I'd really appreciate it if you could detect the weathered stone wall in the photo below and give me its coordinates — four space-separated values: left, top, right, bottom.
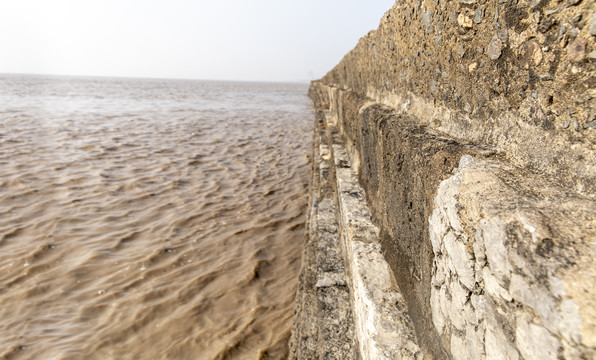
302 0 596 359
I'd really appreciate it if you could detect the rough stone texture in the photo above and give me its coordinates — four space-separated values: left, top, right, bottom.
333 139 423 360
289 109 357 360
320 0 596 196
302 0 596 359
429 155 596 359
290 108 424 360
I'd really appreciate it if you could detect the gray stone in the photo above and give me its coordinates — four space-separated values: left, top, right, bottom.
443 231 475 290
515 314 561 360
421 10 433 32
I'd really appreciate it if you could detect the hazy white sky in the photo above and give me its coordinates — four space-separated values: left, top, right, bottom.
0 0 394 81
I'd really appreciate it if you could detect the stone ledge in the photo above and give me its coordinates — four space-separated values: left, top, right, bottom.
330 126 423 359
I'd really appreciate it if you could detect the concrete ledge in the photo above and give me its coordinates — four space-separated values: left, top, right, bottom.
333 124 422 359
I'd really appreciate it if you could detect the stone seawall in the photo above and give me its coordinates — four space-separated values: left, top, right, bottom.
291 0 596 360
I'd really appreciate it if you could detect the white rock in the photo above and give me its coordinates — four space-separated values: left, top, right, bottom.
515 314 561 360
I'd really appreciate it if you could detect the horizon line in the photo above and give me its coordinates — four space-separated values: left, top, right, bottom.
0 72 314 84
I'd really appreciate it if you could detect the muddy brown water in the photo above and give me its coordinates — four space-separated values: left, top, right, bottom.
0 75 312 359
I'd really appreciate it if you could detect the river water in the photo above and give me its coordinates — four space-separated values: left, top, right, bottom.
0 75 312 360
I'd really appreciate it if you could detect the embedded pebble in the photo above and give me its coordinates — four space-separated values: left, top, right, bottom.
486 34 503 60
567 36 587 62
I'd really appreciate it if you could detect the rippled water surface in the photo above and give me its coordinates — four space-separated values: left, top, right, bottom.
0 75 312 359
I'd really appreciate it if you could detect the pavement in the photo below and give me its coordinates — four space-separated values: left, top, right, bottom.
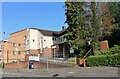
1 67 120 77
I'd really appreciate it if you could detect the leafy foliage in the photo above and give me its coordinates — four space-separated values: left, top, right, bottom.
87 54 120 67
65 2 100 57
97 45 120 55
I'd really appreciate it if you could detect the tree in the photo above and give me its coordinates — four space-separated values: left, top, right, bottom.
65 2 99 57
65 2 85 56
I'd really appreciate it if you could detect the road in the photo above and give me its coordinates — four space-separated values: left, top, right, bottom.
2 67 120 77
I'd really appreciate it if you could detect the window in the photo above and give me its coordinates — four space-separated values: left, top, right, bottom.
13 51 16 55
26 40 29 45
18 51 21 55
13 43 16 47
18 44 22 47
52 37 56 41
33 39 35 43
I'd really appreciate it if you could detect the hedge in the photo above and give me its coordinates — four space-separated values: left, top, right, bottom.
86 54 120 67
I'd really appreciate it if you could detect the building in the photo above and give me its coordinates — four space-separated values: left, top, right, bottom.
3 29 28 63
3 28 66 63
26 28 57 58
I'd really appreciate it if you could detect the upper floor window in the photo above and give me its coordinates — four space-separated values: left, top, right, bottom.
52 37 57 41
12 43 16 47
18 44 22 47
33 39 35 43
26 40 29 45
13 51 16 55
18 51 21 55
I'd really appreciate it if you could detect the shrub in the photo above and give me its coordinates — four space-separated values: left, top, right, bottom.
86 54 120 67
97 45 120 55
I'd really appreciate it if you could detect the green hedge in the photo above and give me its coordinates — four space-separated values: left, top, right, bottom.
86 54 120 67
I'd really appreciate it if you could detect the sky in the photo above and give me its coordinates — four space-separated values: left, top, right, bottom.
2 2 67 39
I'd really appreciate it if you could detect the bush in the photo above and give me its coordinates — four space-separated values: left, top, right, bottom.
86 54 120 67
97 45 120 55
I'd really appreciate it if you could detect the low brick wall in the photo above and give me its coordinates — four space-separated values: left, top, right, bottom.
4 61 71 69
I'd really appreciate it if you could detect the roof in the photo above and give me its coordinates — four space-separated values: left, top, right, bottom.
30 28 59 36
10 29 27 35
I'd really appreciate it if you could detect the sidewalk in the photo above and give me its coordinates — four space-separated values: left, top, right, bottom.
2 67 120 77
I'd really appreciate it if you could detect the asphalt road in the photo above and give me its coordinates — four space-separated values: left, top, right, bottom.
1 67 120 77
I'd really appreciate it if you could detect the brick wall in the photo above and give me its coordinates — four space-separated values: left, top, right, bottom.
4 61 70 69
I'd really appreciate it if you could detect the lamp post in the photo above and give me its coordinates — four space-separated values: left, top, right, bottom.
15 48 19 72
2 32 5 68
45 47 48 71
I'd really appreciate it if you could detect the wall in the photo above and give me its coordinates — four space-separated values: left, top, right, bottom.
4 29 28 63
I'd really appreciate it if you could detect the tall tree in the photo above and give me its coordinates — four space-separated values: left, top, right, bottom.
65 2 99 57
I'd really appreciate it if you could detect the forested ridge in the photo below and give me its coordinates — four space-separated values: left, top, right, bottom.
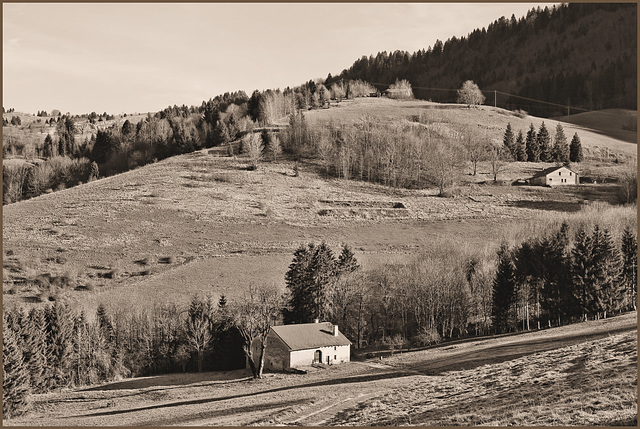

********************

_WORK INSTRUCTIONS_. Copy the whole listing above word for word, leaving out the pictures.

_RESPONSE TO THE EXERCISE_.
I'd really appreciate it if you could detect the weathered stone wall in the photo below and give me its coordinates — four space-separated values: left, top, right, bottom.
302 0 596 359
I'd really appreciate it if you could detect the rough stone texture in the photo above and give me its coordinates — four space-separated values: left, top, right, bottom.
333 139 423 360
289 109 357 360
320 0 596 196
302 0 596 359
429 155 596 359
290 108 424 360
I'd really appreciate it if you could detect the gray stone in the photo above and give me its coordinates — four space-separated values: left, top, right, bottom.
443 231 475 290
515 314 561 360
421 10 433 32
I'd really appreciate it if you could detect the hazy white sky in the photo above and give me its coordinates — four space-separated values: left, top, right, bottom.
0 0 394 81
I'd really appreciate it if you could detect the stone ledge in the photo above and give me its coordinates — four space-separated values: left, top, right, bottom.
330 126 423 359
I'd really appreciate it if you could detect the concrete ledge in the photo above and give me its coordinates — four space-separated values: left, top, right, bottom.
333 124 422 359
I'd really appreciate it if you could detect the stone seawall in the photo above and give me its coordinates — four space-separated values: left, top, right, bottom.
291 0 596 360
I'd really appreciate it if you could detect the white rock in the photo above and give me its coordinates — four space-separated values: left, top, right, bottom.
515 314 561 360
I'd really appreciate it if you could detect the horizon line in the photo above and give me its coordinates — four space-separated values: left, top, right, bottom.
0 72 314 84
I'd really appreciate it if you could detect the muddy brown water in the photo above and give me its coordinates — four space-separated values: left, top, right, bottom.
0 75 312 359
I'd really appreciate it if you could detect the river water in the photo above and give me its coordinates — four space-separated values: left, top, right, bottom.
0 75 312 360
I'd really appreciate it if you could detect the embedded pebble in the photo above and give me its coordinates — four space-separated values: left, top, right, bottom.
486 34 503 60
567 36 587 62
I'd really appreciate it if you could detect the rippled water surface in the photo above and give me its coordinates — four space-separated values: left, top, right, bottom.
0 75 312 359
I'd really appreciate it if you could detect the pavement in the photo below and give me its coordinates — four space-separated values: left, top, right, bottom.
1 67 120 77
I'd really appreciate it if you could detect the leafy foliage in the photo above and give me its coordinates — four space-separated values: left, top, right, bottom.
87 54 120 67
65 2 100 57
97 45 120 55
I'd really appreciate it if you could detect the tree in the photo above and give me its coordinates — four space-separated values: left, top, right, bottom.
65 2 99 57
65 2 85 56
I'd really appreciate it if you could detect the road in the photo above and give me its coordinates — four space-separated values: left, top, right, bottom.
2 67 120 77
I'd really appreciate it if you could detect the window in the photo above and give me its coordinates — four space-separated values: left, top, right, bottom.
13 51 16 55
26 40 29 45
18 51 21 55
13 43 16 47
18 44 22 47
52 37 56 41
33 39 35 43
I'd really appreciate it if you could detect the hedge in the photo above and give me its coordinates — four space-separated values: left, top, right, bottom.
86 54 120 67
I'd really appreciate it if you could detect the building in the photo above and give me its coordinates — four space-separated values: left, top, right, bottom.
3 29 28 63
3 28 66 63
26 28 57 58
I'd really appreciate it if you could detect the upper floor window in the photo above and give me its coordinates — four space-separated values: left, top, right, bottom.
52 37 57 41
12 43 16 47
18 44 22 47
33 39 35 43
26 40 29 45
13 51 16 55
18 51 21 55
I'd really appreciate it if you could detect the shrub in the photo above and give me its coordinates — four space-separated values: left, top, right, bottom.
86 54 120 67
97 45 120 55
I'd really appreciate it if you could detect the green hedge in the photo above and give me its coordinates — four space-separated values: left, top, right, bottom.
86 54 120 67
I'd really appreciate it if you could detect the sky in the photo above and give me its coordinates — four space-separated values: left, top, right, bottom.
2 2 67 39
I'd really appreciate it if you could detect the bush in the photo above and give me its coordinates — four space-separated values: left, top, right, bottom.
86 54 120 67
97 45 120 55
I'd really appreciate it if you could detect the low brick wall in the photo above and give me its coordinates — four space-separated values: left, top, right, bottom.
4 61 71 69
I'd really appreciate it if you could detect the roof in the photo above and give me its coordinates — four space-separated values: left, top, right, bottom.
30 28 59 36
10 29 27 35
I'd really appreciate it if you could detect the sidewalk in the photo above and give me its coordinates — four space-separated values: left, top, right, bottom.
2 67 120 77
I'd really appreciate it if you could detect the asphalt road in the photo above and give me its coordinates — four space-separated values: left, top, right, bottom.
1 67 120 77
I'd really appreciate it if you could detect the brick wall in the photo above and give me its coordinates — four space-separated values: left, top, right, bottom.
4 61 70 69
I'd really appreciate it if you could detect the lamp post in the photo above and give me its coordinates — four space-separated values: left, top, right, bottom.
15 48 19 72
2 32 5 68
45 47 48 71
I'd really appreciate it if you could detect the wall in the photo above and give me its coordinates — four space-separated values: left, top, right, bottom.
4 29 28 63
I'd really appreciate it if you could detect the tall tree in the photo above and give me its coordinates — four space-separated values: left, top, right, bottom.
65 2 99 57
I'd really appreciate it if you could detect the forested ridge in the photo below and give me its coordinates — four space-separated values: left, top, right, bottom.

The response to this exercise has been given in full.